GOAL —
Print the entries that appear below, exactly as written and without their pictures.

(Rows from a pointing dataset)
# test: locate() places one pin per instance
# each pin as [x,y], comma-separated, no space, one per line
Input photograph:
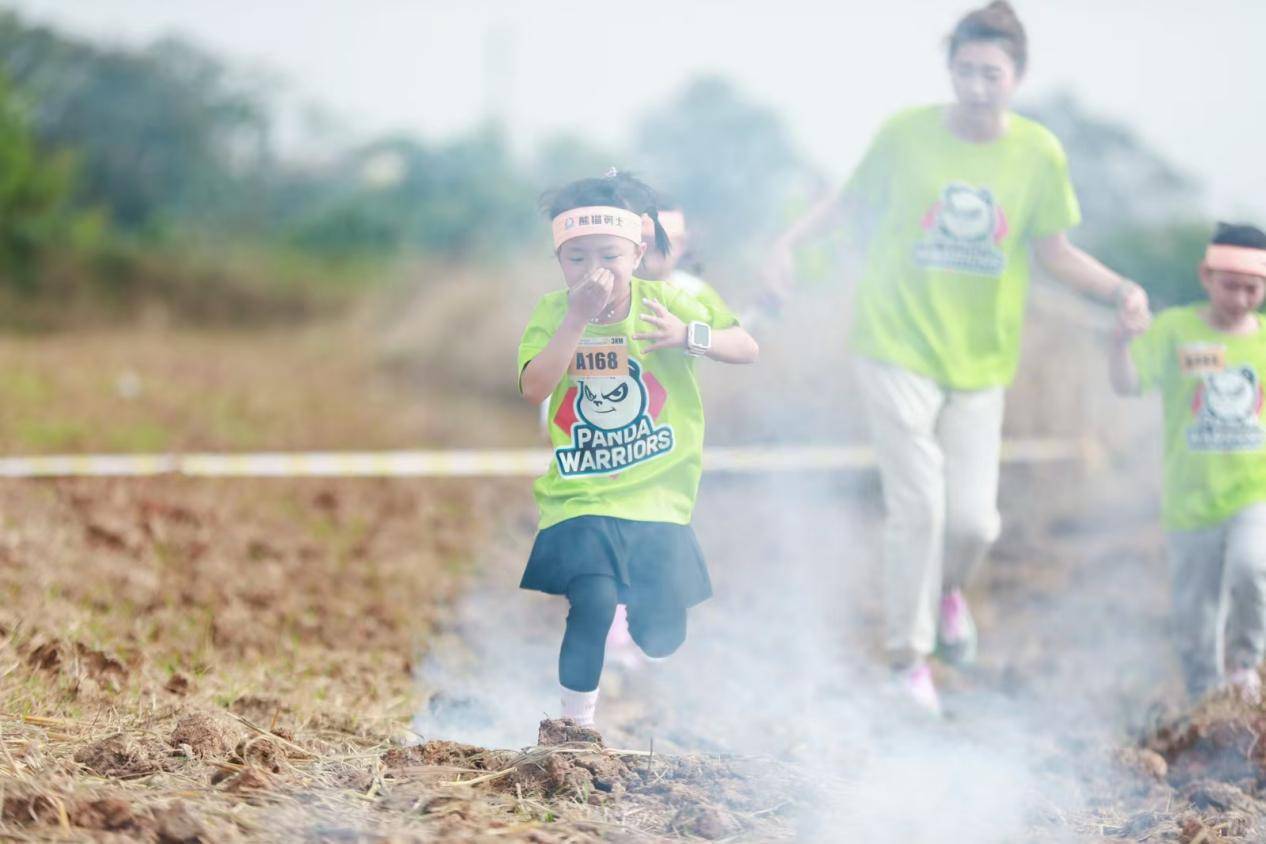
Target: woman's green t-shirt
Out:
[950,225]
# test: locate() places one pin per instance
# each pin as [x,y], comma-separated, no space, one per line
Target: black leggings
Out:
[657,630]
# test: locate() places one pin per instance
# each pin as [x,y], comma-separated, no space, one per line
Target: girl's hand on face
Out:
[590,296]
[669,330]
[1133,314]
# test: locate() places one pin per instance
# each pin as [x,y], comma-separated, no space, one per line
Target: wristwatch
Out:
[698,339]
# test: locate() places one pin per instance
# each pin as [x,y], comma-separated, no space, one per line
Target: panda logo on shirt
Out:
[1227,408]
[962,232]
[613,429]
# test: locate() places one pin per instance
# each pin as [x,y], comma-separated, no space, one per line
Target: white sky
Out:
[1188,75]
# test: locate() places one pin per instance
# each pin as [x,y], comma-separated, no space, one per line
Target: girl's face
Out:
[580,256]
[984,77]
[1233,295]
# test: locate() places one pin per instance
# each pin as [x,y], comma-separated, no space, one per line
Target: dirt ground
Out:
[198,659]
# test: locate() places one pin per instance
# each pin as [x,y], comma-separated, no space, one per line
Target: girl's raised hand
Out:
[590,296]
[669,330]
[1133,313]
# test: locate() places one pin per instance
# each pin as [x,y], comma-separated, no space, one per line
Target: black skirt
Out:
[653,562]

EXERCISE RESULT —
# test: locate() places one pin per instance
# each pin as [x,y], comma-separated, no space, one per line
Input photograph:
Target: woman's green t-shirt
Out:
[950,225]
# test: locate() places one pin per instance
# each pin as [x,y], comma-separated, no space, one per line
Target: black leggings
Out:
[657,630]
# test: locate() places one pin per instance
# each pin as [x,y], comma-separated, no space, one per line
Target: girl's hand on face
Out:
[590,296]
[669,330]
[1133,314]
# test: locate() places one pin per instance
# each pin as [x,y], comma-separated, no space, one per line
Target: wristwatch
Out:
[698,339]
# test: locate() places one pin per instance
# each pin as [x,y], comma-separated, no space, one per line
Target: panda logo on shirt
Out:
[1227,408]
[962,232]
[613,429]
# test: locate() places one pin per instance
# each pin as [x,y], comma-separated, no space, one per line
Target: white sky
Out:
[1188,75]
# test: locate() places one pin per instance
# each pin as [x,y], comma-separated, no space, one per line
Target: girl's face
Out:
[580,256]
[984,77]
[1233,295]
# test: locate() places one pin per instance
# each pin as [x,y], comma-separated, no space, one per line
Target: dirt ground
Out:
[198,659]
# test: locate() places one pin per instance
# each pin as [x,y], comma-separated, no space, one per line
Target: girl's raised hand
Out:
[590,296]
[669,330]
[1133,313]
# test: locate() places one pin per instance
# each pin as [x,y], comma-separated, no space, one per line
Target: black skirt
Out:
[653,562]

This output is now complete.